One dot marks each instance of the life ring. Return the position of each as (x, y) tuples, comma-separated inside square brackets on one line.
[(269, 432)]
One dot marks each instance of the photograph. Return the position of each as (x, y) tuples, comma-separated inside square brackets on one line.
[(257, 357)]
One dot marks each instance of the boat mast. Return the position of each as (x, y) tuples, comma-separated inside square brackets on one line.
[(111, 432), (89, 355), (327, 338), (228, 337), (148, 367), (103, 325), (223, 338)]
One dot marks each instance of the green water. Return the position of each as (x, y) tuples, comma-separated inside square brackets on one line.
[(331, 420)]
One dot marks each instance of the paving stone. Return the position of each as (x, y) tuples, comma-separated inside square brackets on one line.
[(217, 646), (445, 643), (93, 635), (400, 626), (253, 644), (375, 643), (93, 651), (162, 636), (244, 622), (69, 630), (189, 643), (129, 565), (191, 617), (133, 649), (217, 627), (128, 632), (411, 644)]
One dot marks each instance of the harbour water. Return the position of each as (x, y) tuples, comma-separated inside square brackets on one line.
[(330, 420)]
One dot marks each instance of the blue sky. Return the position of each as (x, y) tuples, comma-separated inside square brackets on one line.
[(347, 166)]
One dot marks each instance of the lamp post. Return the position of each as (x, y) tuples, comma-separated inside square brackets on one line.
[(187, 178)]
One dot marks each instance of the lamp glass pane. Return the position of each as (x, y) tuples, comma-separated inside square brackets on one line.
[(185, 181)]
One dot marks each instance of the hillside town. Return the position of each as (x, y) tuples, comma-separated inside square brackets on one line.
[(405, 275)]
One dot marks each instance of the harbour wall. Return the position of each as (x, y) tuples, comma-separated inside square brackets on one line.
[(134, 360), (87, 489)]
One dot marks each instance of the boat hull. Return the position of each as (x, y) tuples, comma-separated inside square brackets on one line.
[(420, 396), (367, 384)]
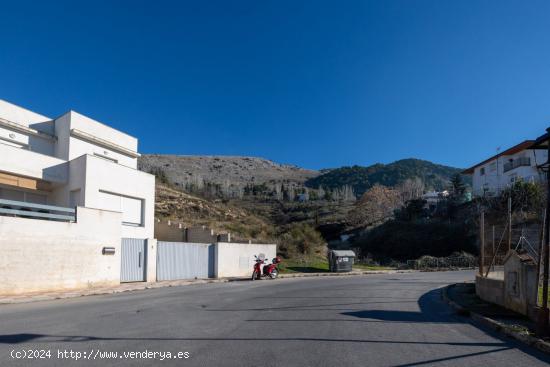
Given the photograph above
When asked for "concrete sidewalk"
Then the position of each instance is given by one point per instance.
(127, 287)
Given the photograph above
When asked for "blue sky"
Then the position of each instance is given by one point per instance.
(312, 83)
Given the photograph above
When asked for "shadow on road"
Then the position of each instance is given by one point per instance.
(432, 310)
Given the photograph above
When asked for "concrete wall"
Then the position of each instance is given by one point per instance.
(41, 255)
(237, 259)
(30, 164)
(76, 146)
(490, 290)
(516, 291)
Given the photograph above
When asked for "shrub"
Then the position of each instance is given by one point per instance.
(301, 239)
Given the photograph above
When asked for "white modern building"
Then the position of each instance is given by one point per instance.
(495, 174)
(60, 180)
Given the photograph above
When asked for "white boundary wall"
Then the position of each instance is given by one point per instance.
(237, 259)
(41, 255)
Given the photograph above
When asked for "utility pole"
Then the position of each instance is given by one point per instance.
(482, 242)
(542, 322)
(510, 222)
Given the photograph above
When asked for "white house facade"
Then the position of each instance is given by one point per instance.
(70, 197)
(495, 174)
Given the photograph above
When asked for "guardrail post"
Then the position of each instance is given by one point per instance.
(482, 242)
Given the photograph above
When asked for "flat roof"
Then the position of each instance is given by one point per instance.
(527, 144)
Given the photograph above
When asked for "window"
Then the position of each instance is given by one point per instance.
(105, 157)
(131, 208)
(28, 197)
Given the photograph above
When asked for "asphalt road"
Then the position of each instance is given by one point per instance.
(377, 320)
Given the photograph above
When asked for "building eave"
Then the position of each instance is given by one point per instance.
(93, 139)
(527, 144)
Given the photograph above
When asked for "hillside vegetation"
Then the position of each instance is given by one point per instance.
(301, 210)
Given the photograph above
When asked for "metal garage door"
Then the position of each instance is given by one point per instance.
(133, 256)
(181, 260)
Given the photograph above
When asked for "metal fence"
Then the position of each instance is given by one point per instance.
(182, 260)
(455, 261)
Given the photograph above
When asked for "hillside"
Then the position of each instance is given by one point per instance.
(434, 176)
(231, 172)
(190, 211)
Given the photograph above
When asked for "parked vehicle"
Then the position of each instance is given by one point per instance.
(265, 268)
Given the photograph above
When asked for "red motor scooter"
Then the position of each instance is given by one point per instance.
(264, 268)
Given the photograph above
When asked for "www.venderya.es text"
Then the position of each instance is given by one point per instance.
(95, 354)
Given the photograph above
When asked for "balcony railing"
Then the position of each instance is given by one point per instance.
(522, 161)
(36, 211)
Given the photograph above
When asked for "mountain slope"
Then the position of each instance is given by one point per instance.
(222, 170)
(435, 176)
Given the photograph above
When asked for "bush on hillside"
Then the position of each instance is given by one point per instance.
(301, 239)
(404, 240)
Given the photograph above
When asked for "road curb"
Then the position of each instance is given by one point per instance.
(499, 327)
(129, 287)
(353, 273)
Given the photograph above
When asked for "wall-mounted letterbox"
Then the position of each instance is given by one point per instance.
(108, 251)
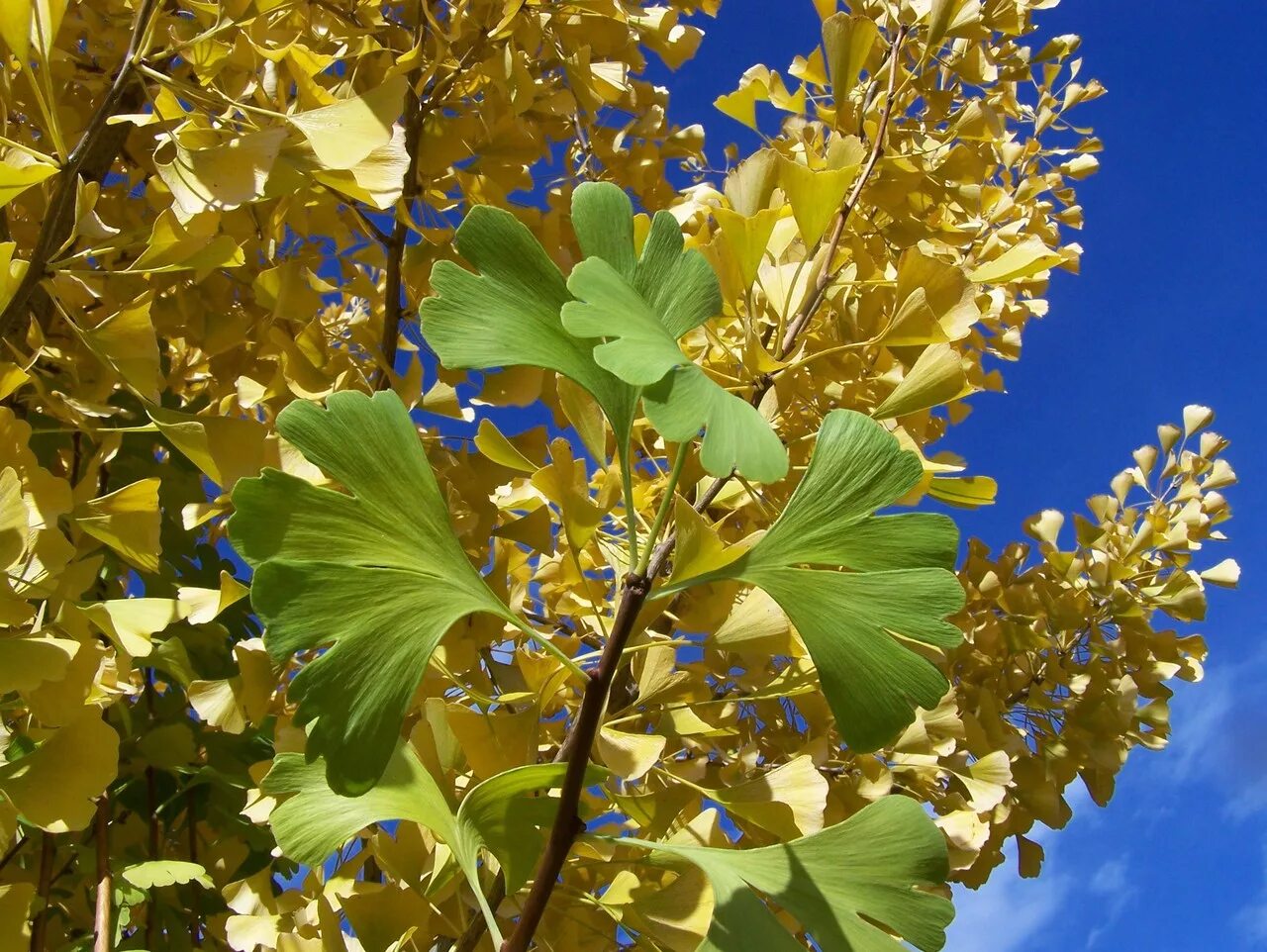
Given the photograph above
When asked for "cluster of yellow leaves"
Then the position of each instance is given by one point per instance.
(244, 221)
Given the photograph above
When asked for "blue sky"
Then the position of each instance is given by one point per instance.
(1167, 312)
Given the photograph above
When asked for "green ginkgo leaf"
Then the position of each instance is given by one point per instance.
(612, 327)
(375, 574)
(678, 397)
(858, 887)
(503, 814)
(507, 316)
(900, 581)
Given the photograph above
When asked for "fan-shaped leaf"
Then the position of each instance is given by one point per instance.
(856, 887)
(899, 584)
(378, 575)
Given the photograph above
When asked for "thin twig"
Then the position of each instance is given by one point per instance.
(195, 911)
(40, 924)
(104, 885)
(393, 311)
(568, 824)
(59, 216)
(577, 746)
(13, 851)
(827, 276)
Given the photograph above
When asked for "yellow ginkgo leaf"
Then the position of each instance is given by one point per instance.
(494, 445)
(132, 623)
(936, 377)
(1025, 258)
(564, 484)
(16, 23)
(788, 801)
(127, 340)
(127, 521)
(747, 237)
(986, 780)
(630, 756)
(964, 491)
(346, 133)
(223, 176)
(226, 448)
(54, 785)
(14, 518)
(27, 662)
(18, 172)
(202, 606)
(850, 42)
(815, 195)
(16, 899)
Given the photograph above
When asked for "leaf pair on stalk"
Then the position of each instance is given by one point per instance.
(376, 574)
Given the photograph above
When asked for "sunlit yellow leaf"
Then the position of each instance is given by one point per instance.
(226, 448)
(494, 445)
(18, 172)
(967, 491)
(54, 785)
(630, 756)
(127, 521)
(935, 379)
(746, 237)
(1026, 258)
(346, 133)
(849, 42)
(815, 195)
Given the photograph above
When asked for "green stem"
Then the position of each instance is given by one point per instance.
(665, 506)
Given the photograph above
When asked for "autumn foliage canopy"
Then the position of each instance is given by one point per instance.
(443, 507)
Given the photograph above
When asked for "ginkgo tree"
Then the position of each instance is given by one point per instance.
(442, 511)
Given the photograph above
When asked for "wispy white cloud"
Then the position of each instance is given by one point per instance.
(1112, 885)
(1008, 912)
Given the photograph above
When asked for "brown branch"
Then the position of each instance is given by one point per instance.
(577, 746)
(568, 824)
(59, 216)
(40, 924)
(827, 276)
(152, 810)
(13, 851)
(102, 932)
(393, 311)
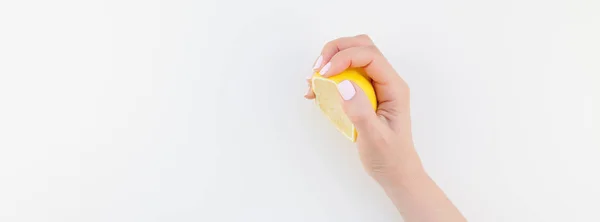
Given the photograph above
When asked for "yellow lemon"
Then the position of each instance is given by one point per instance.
(330, 102)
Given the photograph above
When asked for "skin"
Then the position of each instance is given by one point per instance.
(384, 138)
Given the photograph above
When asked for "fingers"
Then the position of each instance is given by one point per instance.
(309, 94)
(358, 108)
(333, 47)
(367, 57)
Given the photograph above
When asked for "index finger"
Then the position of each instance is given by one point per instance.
(337, 45)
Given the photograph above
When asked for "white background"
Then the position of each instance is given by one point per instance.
(124, 110)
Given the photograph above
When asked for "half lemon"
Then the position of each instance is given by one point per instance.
(330, 101)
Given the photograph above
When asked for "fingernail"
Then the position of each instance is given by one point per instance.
(325, 68)
(318, 62)
(346, 90)
(307, 92)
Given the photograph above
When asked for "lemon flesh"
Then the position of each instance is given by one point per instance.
(330, 102)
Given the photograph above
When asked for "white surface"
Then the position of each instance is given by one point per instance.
(193, 110)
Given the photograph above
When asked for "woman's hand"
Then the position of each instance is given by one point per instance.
(384, 136)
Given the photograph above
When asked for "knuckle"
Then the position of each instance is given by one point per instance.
(364, 37)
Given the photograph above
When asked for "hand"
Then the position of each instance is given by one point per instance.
(384, 137)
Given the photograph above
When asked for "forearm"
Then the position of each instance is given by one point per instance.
(419, 199)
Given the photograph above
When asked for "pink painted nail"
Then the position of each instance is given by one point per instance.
(318, 62)
(346, 89)
(325, 68)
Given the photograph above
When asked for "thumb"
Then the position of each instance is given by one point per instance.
(358, 108)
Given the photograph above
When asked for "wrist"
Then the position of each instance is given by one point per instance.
(406, 177)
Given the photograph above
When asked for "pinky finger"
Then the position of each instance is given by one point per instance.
(309, 94)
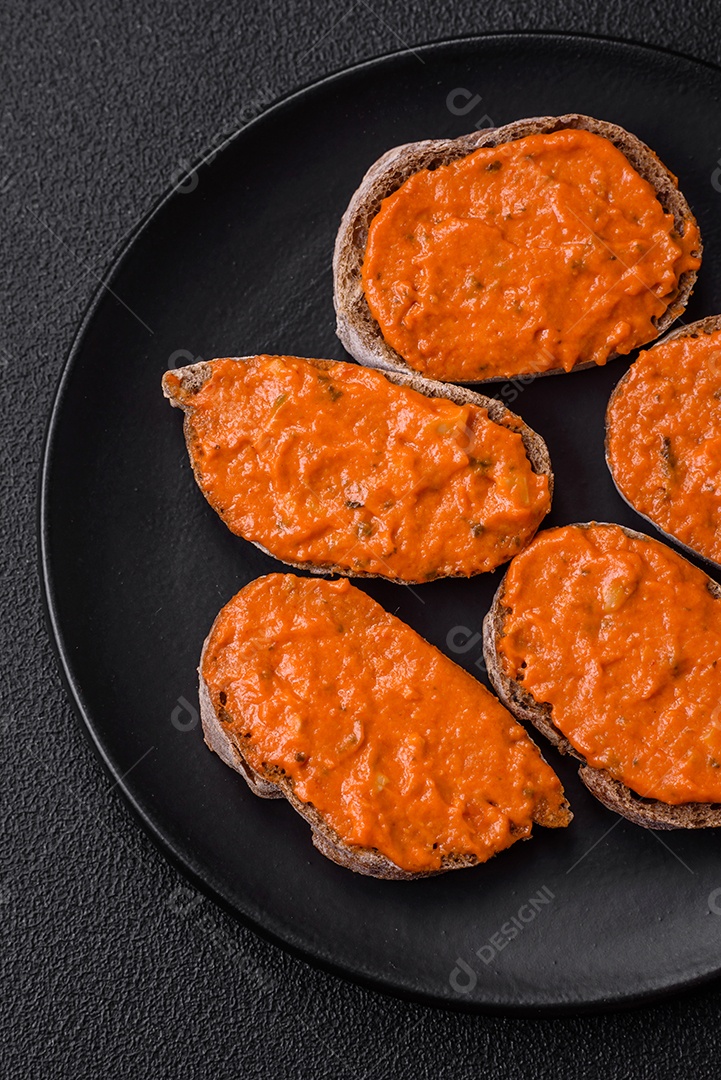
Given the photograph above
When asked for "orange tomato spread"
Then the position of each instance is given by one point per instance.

☆ ☆ ☆ ☆ ☆ ☆ ☆

■ Your objective ■
Copy every line from the records above that contains the string "ginkgo".

■ Finished task ■
When asked for "green ginkgo leaf"
When asked for "yellow ginkgo leaf"
When asked for "ginkgo tree"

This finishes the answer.